• Task directions:
Could you copy, word for word, only the lines from the one containing "Reviewer note: confirm each instance of the man's nose" through the last line of the records below, both included?

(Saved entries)
· · · ·

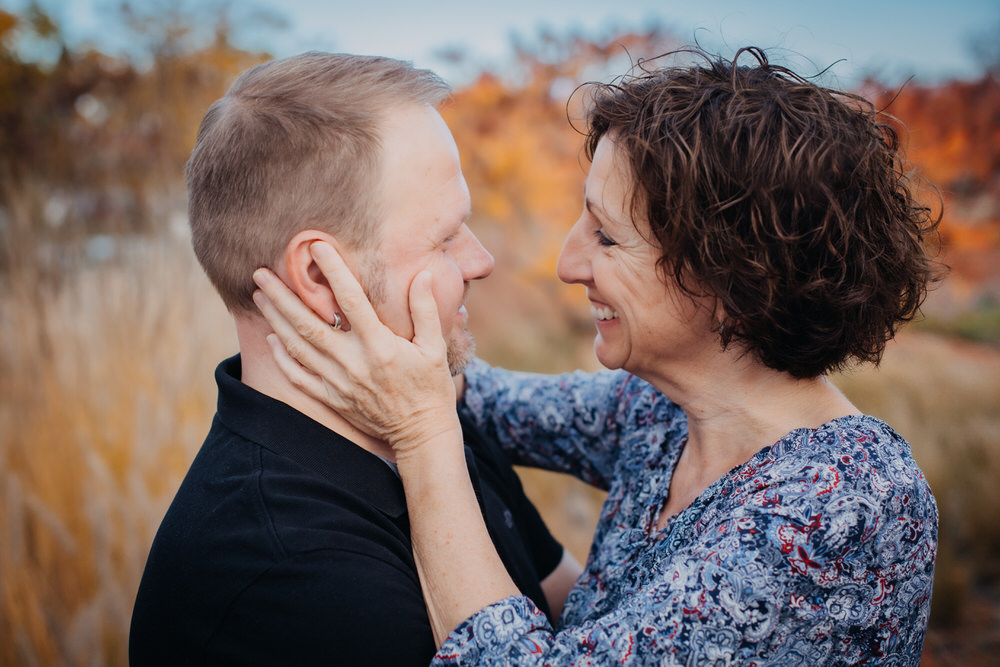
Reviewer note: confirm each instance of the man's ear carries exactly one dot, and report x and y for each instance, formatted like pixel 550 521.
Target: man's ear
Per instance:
pixel 305 277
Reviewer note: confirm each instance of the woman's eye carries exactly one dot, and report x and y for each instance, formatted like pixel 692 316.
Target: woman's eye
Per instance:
pixel 603 239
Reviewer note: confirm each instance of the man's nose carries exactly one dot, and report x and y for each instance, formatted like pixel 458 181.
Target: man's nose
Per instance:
pixel 475 260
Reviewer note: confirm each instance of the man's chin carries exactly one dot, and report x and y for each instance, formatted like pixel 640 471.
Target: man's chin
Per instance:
pixel 461 350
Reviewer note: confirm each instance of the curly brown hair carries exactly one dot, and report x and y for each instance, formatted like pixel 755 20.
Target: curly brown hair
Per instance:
pixel 785 201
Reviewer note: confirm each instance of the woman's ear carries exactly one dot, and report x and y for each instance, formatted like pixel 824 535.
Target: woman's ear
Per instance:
pixel 305 277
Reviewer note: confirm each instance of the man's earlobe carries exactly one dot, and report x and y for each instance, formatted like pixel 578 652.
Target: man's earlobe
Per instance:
pixel 305 277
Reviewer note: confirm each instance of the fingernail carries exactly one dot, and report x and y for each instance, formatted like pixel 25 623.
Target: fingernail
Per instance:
pixel 319 249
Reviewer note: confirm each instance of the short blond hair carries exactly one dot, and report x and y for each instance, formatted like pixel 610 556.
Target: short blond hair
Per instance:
pixel 294 144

· · · ·

• Answer in full:
Reviewer note: confirm each instance of the man's nose carries exactly one dot, and report x and y for each instance, formatted like pixel 458 181.
Target: man's nose
Per instance:
pixel 475 260
Reviewer note: confirm each instance of the man's chin carries exactly one dot, and report x and y for each instance, formatted like pixel 640 471.
Target: man's chin
Per instance:
pixel 461 350
Reviewer note: confirm each instance of the curly brown hair carries exactly one dot, and report x and y for each instance, formatted like pixel 755 20.
Target: curly brown hair
Per instance:
pixel 785 201
Reviewer note: confirm each instance of the woman's ear carries exactly one dot, and report x and y for each instance, formatted like pixel 824 535.
Target: woman's ear
Per instance:
pixel 305 277
Reviewer note: confirm each instance of the man's earlobe carries exactly one dot, and report x and y for each instance, formatted like pixel 578 652.
Target: man's earlobe
Per instance:
pixel 305 277
Reviewer note: confirm each instance of the fingernail carries exactly one dot, and report x and y for each instance, formatted like pixel 25 623.
Target: fingernail
Per instance:
pixel 319 249
Reviewer note: confirm each instance of the short blond hair carries exactly one dot, and report x and y for each instance, formatted like pixel 610 556.
Target: short blond hair
Per instance:
pixel 294 144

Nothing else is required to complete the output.